>> begin PASSAGE SHOWN

Transforming waste into wonder: El Anatsui’s philosophy
by Queenswill Bestman Nov 26, 2025
“The poverty of the materials used in no way precludes the telling of rich and wonderful stories.” — El Anatsui
When El Anatsui walks through the streets of Nsukka, Nigeria, or visits local recycling stations, he sees what most of us overlook: discarded bottle caps glinting in the sun, aluminum remnants of consumed liquor, fragments of a story waiting to be told. These “poor” materials, destined for landfills, become the vocabulary for some of the most breathtaking contemporary art in the world.
Born in Anyako, Ghana, in 1944. The son of a master Kente cloth weaver, Anatsui has spent over five decades proving that artistic brilliance isn’t measured by the cost of one’s materials, but by the depth of one’s vision. His monumental metallic tapestries, assembled from thousands of flattened bottle caps sewn together with copper wire, now hang in The Metropolitan Museum of Art, the British Museum, and the Vatican. They routinely sell for over a million dollars at auction. Yet their origins remain deliberately humble.
The Alchemy of Transformation
What makes Anatsui’s philosophy so powerful is its radical reimagining of value itself. In a continent still grappling with the aftermath of colonialism, where African artists have historically been expected to use “authentic” traditional materials or adopt Western fine art conventions, Anatsui chose a third path: the detritus of contemporary African life.

>> end PASSAGE SHOWN
>> begin RECORD EXCERPTS

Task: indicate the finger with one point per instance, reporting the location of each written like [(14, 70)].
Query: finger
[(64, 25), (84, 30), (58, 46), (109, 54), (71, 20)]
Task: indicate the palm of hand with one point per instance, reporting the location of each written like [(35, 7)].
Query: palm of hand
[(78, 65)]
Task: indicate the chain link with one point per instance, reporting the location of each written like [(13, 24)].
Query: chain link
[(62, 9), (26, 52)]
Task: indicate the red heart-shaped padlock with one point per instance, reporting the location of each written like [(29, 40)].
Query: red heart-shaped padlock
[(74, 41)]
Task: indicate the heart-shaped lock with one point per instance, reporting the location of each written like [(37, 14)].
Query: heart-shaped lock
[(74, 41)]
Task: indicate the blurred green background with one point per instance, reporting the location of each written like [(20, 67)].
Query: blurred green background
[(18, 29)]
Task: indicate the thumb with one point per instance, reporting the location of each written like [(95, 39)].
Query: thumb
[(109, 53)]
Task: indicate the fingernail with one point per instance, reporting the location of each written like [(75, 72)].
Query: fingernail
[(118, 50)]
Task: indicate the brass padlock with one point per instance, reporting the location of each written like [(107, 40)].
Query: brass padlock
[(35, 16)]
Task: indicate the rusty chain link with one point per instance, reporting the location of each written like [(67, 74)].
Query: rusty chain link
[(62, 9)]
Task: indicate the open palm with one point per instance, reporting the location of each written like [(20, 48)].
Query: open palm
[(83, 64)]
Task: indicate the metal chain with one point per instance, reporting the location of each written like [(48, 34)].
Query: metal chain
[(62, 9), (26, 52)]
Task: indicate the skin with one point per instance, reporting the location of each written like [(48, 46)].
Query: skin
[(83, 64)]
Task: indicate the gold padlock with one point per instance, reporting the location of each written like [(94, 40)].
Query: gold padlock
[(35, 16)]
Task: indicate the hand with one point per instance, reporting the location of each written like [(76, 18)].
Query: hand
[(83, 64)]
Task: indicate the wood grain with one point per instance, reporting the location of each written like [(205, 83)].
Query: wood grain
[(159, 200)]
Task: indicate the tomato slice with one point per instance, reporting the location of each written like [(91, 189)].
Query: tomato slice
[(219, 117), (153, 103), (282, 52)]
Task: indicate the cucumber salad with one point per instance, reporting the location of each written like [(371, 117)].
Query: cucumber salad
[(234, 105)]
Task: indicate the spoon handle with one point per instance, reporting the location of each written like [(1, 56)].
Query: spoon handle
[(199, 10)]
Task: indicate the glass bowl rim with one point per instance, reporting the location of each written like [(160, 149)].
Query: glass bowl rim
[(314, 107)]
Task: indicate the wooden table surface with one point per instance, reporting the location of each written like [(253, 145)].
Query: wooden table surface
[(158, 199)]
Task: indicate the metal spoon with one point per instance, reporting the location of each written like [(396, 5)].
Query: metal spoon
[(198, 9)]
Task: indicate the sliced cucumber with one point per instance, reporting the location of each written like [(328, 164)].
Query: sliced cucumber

>> end RECORD EXCERPTS

■ REQUESTS ■
1. According to the article on El Anatsui, what makes his philosophy so powerful? Answer in one to three sentences.
2. Answer these questions from the article on El Anatsui.
(a) In what town and year was Anatsui born?
(b) What is used to sew the flattened bottle caps together in his tapestries?
(c) In which Nigerian town does he walk the streets?

■ OUTPUTS BY TASK ■
1. The article says its power comes from a radical reimagining of value itself. African artists have historically been expected to use "authentic" traditional materials or adopt Western fine art conventions. Anatsui chose a third path instead: the detritus of contemporary African life.

2.
(a) Anyako, Ghana, in 1944
(b) Copper wire
(c) Nsukka